--- DATA FOR THE TASK ---

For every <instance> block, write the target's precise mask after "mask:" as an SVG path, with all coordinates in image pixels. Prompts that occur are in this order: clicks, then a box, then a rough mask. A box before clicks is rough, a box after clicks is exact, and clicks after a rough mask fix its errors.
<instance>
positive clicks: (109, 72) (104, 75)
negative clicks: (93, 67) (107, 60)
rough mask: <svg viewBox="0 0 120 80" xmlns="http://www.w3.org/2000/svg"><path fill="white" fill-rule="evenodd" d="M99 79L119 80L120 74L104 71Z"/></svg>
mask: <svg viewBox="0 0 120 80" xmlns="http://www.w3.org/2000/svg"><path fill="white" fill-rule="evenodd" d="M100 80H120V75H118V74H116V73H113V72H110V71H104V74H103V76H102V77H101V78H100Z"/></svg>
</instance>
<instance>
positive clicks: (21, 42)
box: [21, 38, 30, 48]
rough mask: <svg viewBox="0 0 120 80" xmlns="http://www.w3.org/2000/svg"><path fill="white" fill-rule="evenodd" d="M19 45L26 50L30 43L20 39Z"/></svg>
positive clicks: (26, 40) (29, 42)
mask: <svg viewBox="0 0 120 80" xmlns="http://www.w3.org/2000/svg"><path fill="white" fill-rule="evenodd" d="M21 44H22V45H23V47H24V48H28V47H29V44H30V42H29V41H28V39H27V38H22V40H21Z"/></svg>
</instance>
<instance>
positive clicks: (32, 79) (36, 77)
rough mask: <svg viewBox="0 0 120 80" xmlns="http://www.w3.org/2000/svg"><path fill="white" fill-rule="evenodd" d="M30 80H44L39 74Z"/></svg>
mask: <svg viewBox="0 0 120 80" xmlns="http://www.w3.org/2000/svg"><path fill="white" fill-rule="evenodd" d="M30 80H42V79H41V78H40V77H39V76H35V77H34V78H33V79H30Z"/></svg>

---
--- DATA FOR THE TASK ---

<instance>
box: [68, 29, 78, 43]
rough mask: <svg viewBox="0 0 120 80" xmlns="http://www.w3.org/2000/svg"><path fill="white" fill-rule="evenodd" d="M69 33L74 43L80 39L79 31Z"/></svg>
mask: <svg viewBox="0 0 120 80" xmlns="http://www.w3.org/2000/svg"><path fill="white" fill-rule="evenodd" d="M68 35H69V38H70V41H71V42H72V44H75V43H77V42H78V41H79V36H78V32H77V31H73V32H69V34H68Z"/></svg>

---

- TRY IT -
The lines above, starting at the one with "negative clicks: (93, 67) (107, 60)" and ending at the one with "45L26 50L30 43L20", are the only ones to return, exactly as written.

- ANSWER SECTION -
negative clicks: (93, 67) (107, 60)
rough mask: <svg viewBox="0 0 120 80" xmlns="http://www.w3.org/2000/svg"><path fill="white" fill-rule="evenodd" d="M99 79L119 80L120 74L104 71Z"/></svg>
mask: <svg viewBox="0 0 120 80" xmlns="http://www.w3.org/2000/svg"><path fill="white" fill-rule="evenodd" d="M100 80H120V75H118V74H116V73H113V72H110V71H104V74H103V76H102V77H101V78H100Z"/></svg>
</instance>
<instance>
positive clicks: (21, 42)
box: [21, 38, 30, 48]
rough mask: <svg viewBox="0 0 120 80" xmlns="http://www.w3.org/2000/svg"><path fill="white" fill-rule="evenodd" d="M19 45L26 50L30 43L20 39Z"/></svg>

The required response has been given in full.